# Selection

Re: [casper] Compiler merging SRLs -- Timing performance

2014-12-04 Thread Henno Kriel

Hi Jack,

In Simulink if have seen similar issues when trying to add more "register"
pipelining, to decrease routing delay's and thus increase Fmax.
However, ISE just collapses all the pipelining into a single SRL, which
yields the frustrations you mentioned.
You can prevent this from happening, by adding a synchronise reset (one of
the tick boxes on delay block) to your pipelining registers.
You will have to connect up a reset signal from a register (but you don't
actually need to use it),
to ensure that it does not get optimized away.
In my case this normally resolves the routing issue and achieves timing
closure.

Hope this helps.
HK



On Thu, Dec 4, 2014 at 9:37 PM, Jack Hickish  wrote:

> Hey Mark,
>
> Yeah, I guess I could manually force the locations of the two offending
> shift-regs to stop the combination, but the problem SRLs seem to be a
> fairly arbitrary selection of those in the design. I don't really want to
> have to start constraining at the LUT level if I can help it. But maybe
> I'll try and see if the problem goes away, or just emerges somewhere else.

# Listed records
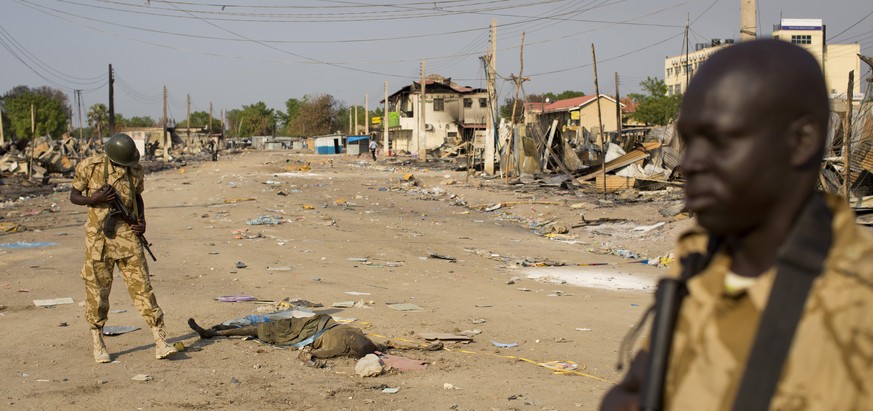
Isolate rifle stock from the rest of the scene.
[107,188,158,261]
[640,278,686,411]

...

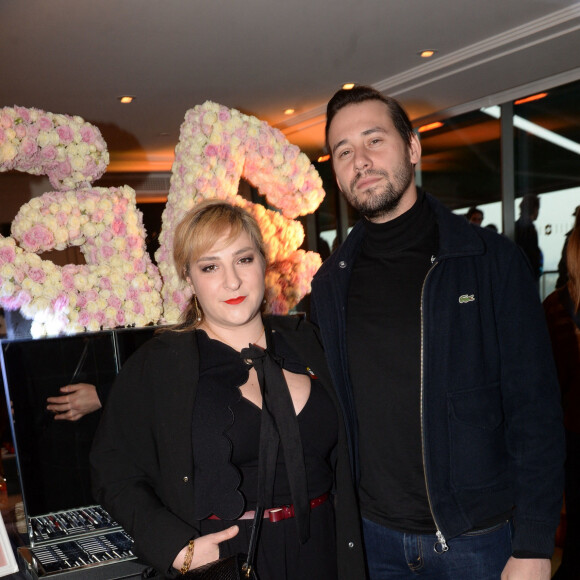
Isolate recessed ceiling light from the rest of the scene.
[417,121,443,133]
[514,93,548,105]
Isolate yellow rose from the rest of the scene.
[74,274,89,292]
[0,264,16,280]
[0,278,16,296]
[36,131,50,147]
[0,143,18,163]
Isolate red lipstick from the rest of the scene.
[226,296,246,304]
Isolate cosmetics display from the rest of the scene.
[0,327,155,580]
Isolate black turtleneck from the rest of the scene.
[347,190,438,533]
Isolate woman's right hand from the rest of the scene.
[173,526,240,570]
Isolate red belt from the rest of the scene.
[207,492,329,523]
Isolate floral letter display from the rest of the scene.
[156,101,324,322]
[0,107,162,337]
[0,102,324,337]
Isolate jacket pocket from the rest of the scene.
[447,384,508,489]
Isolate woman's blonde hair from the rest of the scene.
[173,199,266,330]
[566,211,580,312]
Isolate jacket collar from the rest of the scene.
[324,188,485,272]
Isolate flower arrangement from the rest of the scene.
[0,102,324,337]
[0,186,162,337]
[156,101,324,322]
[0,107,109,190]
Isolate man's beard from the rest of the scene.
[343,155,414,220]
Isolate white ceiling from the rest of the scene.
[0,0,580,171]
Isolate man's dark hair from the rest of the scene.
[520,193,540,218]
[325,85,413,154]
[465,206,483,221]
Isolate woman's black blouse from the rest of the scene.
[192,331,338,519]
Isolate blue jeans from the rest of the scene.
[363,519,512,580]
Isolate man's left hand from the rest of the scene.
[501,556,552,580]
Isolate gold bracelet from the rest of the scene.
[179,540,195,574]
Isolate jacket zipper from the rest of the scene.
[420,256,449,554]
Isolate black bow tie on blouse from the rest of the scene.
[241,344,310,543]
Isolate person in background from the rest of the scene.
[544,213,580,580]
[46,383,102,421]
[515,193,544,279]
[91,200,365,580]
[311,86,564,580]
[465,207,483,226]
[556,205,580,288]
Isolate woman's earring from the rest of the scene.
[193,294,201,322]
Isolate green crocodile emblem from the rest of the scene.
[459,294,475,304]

# Requests
• a. Which people does the email thread about merged SRLs name?
• b. Write what comes next in the email thread about merged SRLs, starting after its last sentence.

# Answers to the tasks
• a. Henno Kriel, Jack Hickish, and Mark.

• b.
>
> Hi Dave,
>
> I have been through all the planAhead options, as well as the
> fast_runtime.opt settings in the base package (I've been using both flows)
> and (tried to) set everything to optimize for speed. The -lt option to me
> seems like it should control the behaviour I'm seeing, but it doesn't seem
> to. I'm using pblocks, but have been almost exclusively been constraining
> only rams/dsps. As above, I'm about to try forcing the placements. I
> haven't run resynth netlist on my simulink design, but equivalent register
> removal is turned off in planAhead and some of the signals it appears to be
> LUT-combining belong to different pcores, so I thought that planahead
> settings should be enough. (obviously I could be wrong).
> In any case, I didn't think this was an equivalent register removal
> problem. It's not like multiple copies of the same register are being
> merged at the expense of fanout, just a 2-clock data delay inside an
> X-engine might be merged with a 2-clock delay of some data signal in an
> FFT. But again, maybe I'm understanding the options wrong, so I'll try
> resynthing the netlist and see if that helps.
>
> Thanks for your help, both.
>
> Jack
>
>
>
> On Thu Dec 04 2014 at 19:18:35 David MacMahon 
> wrote:
>
>> Hi, Jack,
>>
>> Are the tools are optimizing for area instead of speed?  Are you using
>> Pblocks?
>>
>> I don't know if this is relevant to your situation, but I've run into
>> annoyances when the tools use "equivalent register removal" to save a few
>> flip-flops but end up causing fan-out/routing issues.  That can be turned
>> off, but it's a synthesis option so if you want to apply it to a System
>> Generator netlist, you have to use the "resynth_netlist" Matlab function
>> from the casper library to re-synthesize the entire netlist.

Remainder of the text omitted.